### Your instructions
Please collect every line in the records below that contains the string "cluster", treating uppercase and lowercase as different.

### Given entries
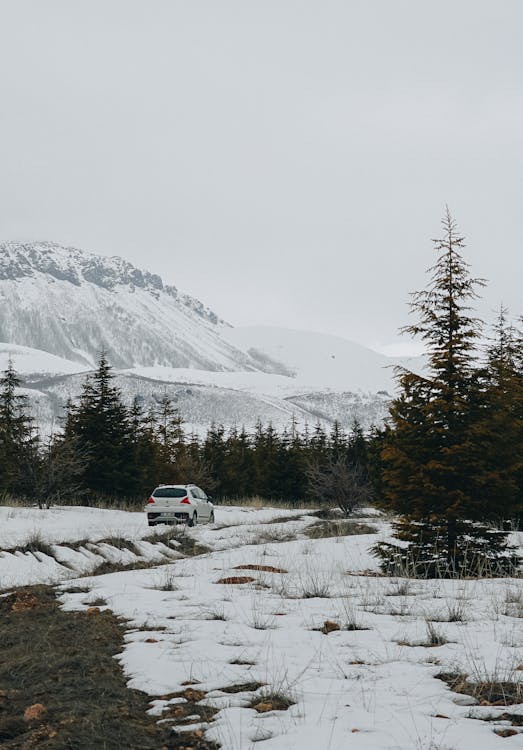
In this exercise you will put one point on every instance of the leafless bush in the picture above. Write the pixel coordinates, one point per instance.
(344, 485)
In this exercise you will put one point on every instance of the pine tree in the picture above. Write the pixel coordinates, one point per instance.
(101, 425)
(18, 438)
(497, 435)
(428, 474)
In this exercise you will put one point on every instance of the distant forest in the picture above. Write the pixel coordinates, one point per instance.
(109, 452)
(448, 462)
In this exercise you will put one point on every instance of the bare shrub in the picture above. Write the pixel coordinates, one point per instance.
(344, 484)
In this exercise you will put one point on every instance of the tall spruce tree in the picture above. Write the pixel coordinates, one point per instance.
(429, 477)
(498, 435)
(100, 424)
(18, 438)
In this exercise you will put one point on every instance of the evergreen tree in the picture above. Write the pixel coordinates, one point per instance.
(18, 438)
(497, 444)
(100, 424)
(428, 474)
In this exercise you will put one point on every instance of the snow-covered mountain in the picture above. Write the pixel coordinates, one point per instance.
(74, 304)
(60, 306)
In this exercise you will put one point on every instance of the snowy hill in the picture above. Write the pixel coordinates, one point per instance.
(60, 306)
(73, 304)
(317, 358)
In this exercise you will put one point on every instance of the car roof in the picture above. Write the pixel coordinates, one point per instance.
(180, 486)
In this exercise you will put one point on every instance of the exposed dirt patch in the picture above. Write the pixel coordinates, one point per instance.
(245, 687)
(236, 579)
(263, 568)
(327, 529)
(272, 701)
(487, 693)
(58, 670)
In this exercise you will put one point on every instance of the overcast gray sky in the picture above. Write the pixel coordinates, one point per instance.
(285, 161)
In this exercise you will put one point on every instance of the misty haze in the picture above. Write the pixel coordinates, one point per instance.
(261, 375)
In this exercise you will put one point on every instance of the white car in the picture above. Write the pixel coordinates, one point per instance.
(179, 503)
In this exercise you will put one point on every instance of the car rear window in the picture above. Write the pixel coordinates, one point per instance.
(169, 492)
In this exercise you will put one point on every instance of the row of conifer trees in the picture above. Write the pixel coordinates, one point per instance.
(448, 463)
(108, 450)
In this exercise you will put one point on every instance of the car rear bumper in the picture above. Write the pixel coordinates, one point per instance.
(168, 517)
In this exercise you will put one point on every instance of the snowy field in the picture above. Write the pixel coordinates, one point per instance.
(369, 685)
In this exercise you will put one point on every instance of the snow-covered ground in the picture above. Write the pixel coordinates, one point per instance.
(370, 685)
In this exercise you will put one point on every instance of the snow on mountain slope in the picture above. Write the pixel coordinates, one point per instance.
(318, 359)
(59, 307)
(27, 361)
(74, 304)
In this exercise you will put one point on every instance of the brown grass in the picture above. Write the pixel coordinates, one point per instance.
(65, 662)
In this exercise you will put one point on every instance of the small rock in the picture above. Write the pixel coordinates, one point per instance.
(35, 712)
(329, 627)
(465, 700)
(192, 695)
(505, 732)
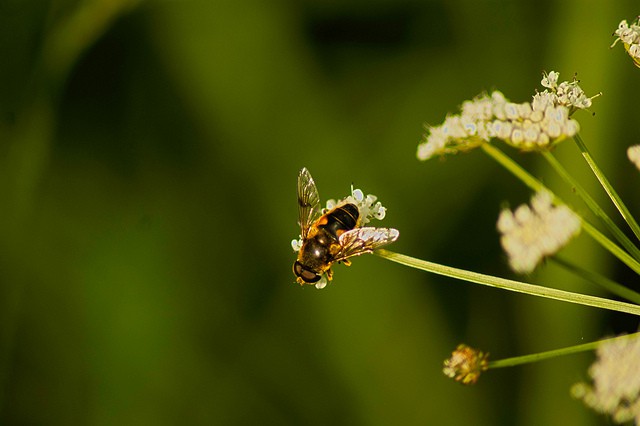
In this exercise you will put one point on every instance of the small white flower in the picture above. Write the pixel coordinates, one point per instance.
(629, 35)
(532, 233)
(633, 152)
(369, 206)
(616, 380)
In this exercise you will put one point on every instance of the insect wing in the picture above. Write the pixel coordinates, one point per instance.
(308, 202)
(364, 240)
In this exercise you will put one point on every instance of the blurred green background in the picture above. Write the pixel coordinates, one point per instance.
(149, 152)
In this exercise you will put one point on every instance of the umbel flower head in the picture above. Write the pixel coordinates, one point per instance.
(616, 380)
(633, 152)
(529, 234)
(629, 35)
(529, 126)
(466, 364)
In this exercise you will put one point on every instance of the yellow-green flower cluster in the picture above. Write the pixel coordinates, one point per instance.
(535, 125)
(466, 364)
(529, 234)
(629, 35)
(633, 152)
(616, 381)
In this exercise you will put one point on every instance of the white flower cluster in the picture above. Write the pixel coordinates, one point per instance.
(616, 380)
(537, 125)
(633, 152)
(368, 206)
(630, 37)
(529, 234)
(566, 93)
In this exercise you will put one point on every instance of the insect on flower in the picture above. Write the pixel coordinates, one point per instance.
(334, 234)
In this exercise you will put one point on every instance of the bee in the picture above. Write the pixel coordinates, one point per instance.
(330, 236)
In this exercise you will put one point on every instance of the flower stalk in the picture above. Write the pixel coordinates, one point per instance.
(511, 285)
(526, 359)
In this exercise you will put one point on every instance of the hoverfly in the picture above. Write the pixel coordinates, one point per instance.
(333, 235)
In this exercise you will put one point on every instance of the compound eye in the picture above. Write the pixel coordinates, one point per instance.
(307, 275)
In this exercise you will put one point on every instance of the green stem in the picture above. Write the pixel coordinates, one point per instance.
(602, 281)
(536, 185)
(525, 359)
(595, 208)
(517, 286)
(617, 201)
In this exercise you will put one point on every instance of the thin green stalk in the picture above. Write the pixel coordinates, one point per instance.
(536, 185)
(600, 280)
(525, 359)
(517, 286)
(617, 201)
(595, 208)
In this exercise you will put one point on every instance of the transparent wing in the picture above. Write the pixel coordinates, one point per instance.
(308, 202)
(364, 240)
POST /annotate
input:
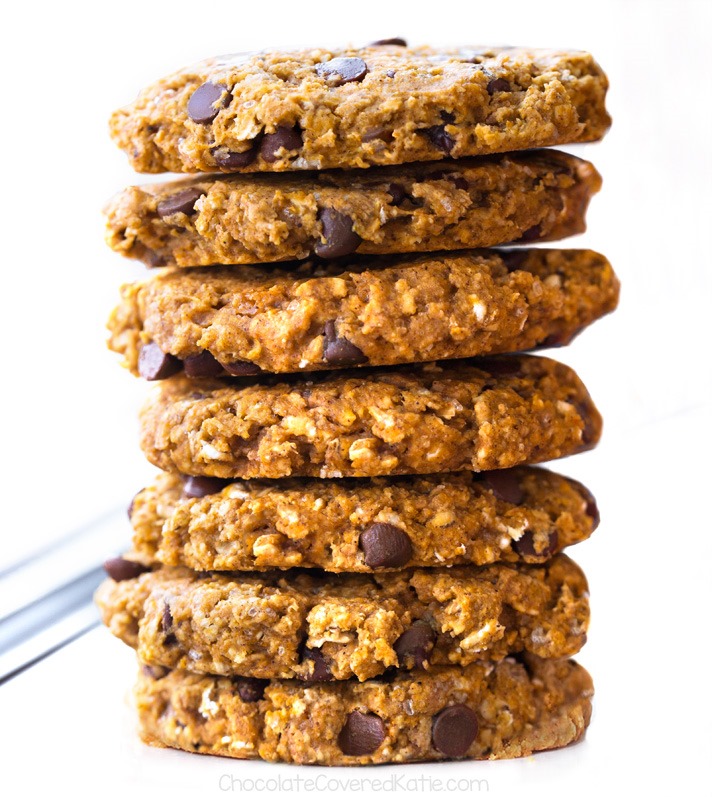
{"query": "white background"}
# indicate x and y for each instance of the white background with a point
(69, 451)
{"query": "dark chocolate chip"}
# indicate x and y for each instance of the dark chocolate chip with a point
(234, 160)
(439, 138)
(342, 70)
(501, 366)
(120, 569)
(340, 351)
(242, 368)
(396, 40)
(251, 690)
(362, 734)
(524, 546)
(498, 84)
(397, 192)
(154, 363)
(413, 646)
(505, 486)
(320, 670)
(200, 486)
(385, 545)
(338, 233)
(182, 202)
(532, 234)
(454, 730)
(202, 365)
(513, 258)
(286, 138)
(459, 182)
(201, 105)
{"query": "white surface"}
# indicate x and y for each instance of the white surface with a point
(70, 444)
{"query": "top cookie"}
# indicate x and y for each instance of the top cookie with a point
(358, 107)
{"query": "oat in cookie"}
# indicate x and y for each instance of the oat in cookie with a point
(338, 626)
(484, 710)
(530, 196)
(517, 515)
(379, 312)
(359, 107)
(487, 414)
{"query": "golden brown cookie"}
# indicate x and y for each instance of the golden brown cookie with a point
(484, 710)
(530, 196)
(343, 525)
(486, 414)
(320, 627)
(358, 107)
(317, 317)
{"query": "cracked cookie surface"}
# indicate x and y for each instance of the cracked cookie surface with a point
(320, 627)
(489, 414)
(530, 196)
(520, 515)
(360, 107)
(381, 312)
(484, 710)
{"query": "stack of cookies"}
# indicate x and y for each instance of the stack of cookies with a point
(348, 557)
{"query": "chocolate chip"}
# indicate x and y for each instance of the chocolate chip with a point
(342, 70)
(362, 734)
(234, 160)
(202, 365)
(251, 690)
(154, 363)
(413, 646)
(459, 182)
(286, 138)
(242, 368)
(498, 84)
(454, 730)
(340, 351)
(166, 619)
(524, 546)
(320, 671)
(397, 192)
(385, 545)
(439, 138)
(513, 258)
(505, 486)
(397, 41)
(201, 105)
(182, 202)
(532, 234)
(120, 569)
(338, 233)
(501, 366)
(200, 486)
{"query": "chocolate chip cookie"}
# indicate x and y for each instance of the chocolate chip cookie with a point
(346, 525)
(320, 627)
(531, 196)
(247, 320)
(486, 414)
(358, 107)
(483, 710)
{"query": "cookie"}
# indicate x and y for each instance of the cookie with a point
(358, 107)
(531, 196)
(517, 515)
(487, 414)
(485, 710)
(338, 626)
(403, 309)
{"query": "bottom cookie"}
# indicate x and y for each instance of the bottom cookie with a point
(484, 710)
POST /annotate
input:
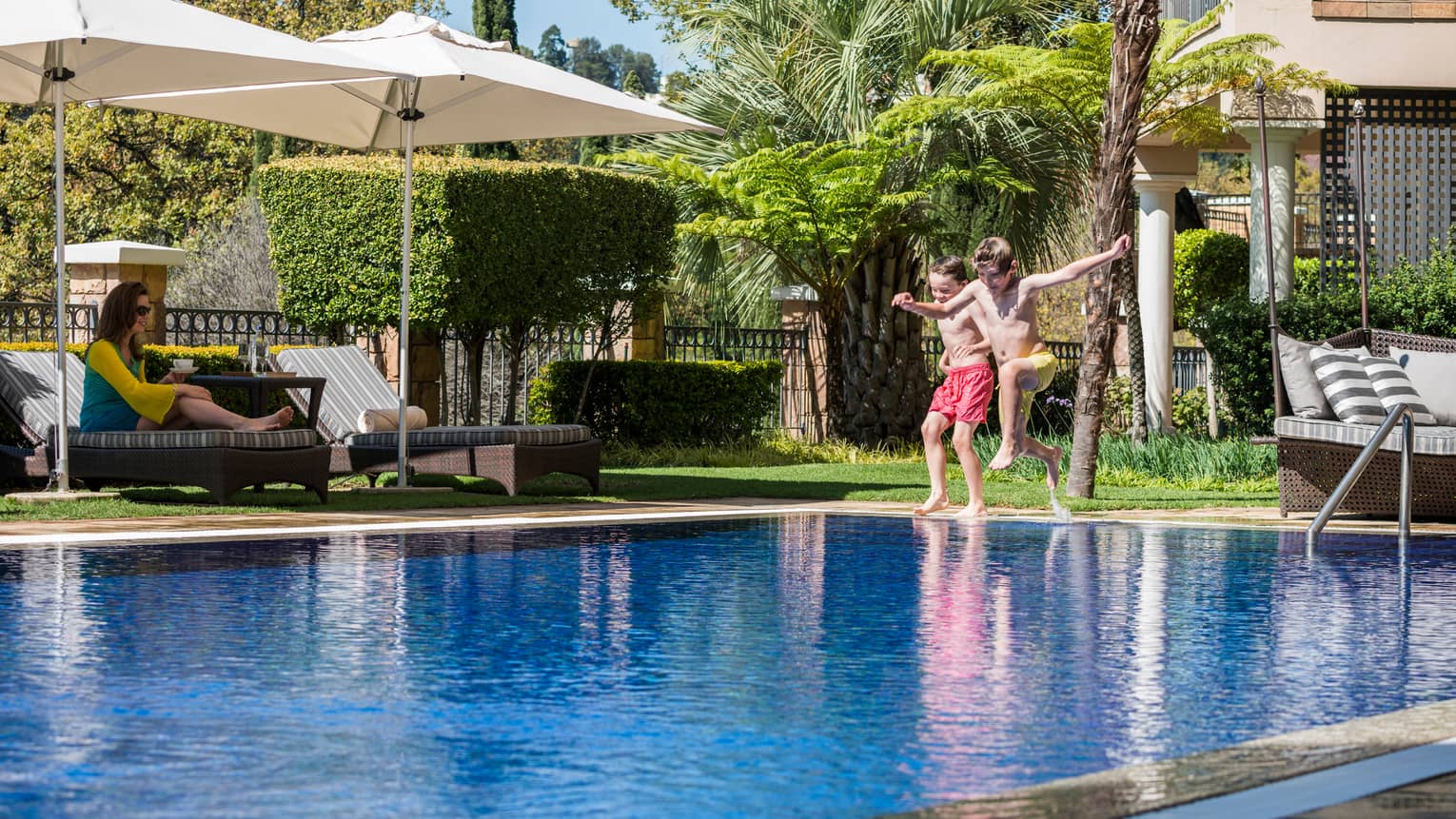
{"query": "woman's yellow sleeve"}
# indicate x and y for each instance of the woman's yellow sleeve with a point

### Solution to this task
In this exercise you will put one point on every instance of the yellow-green flower cluster in the picture above. Write the pixel coordinates, one point per instance.
In this exercise you will put one point on every instance of the white flower cluster in the picture above. Write the pixel coordinates, one point per instance.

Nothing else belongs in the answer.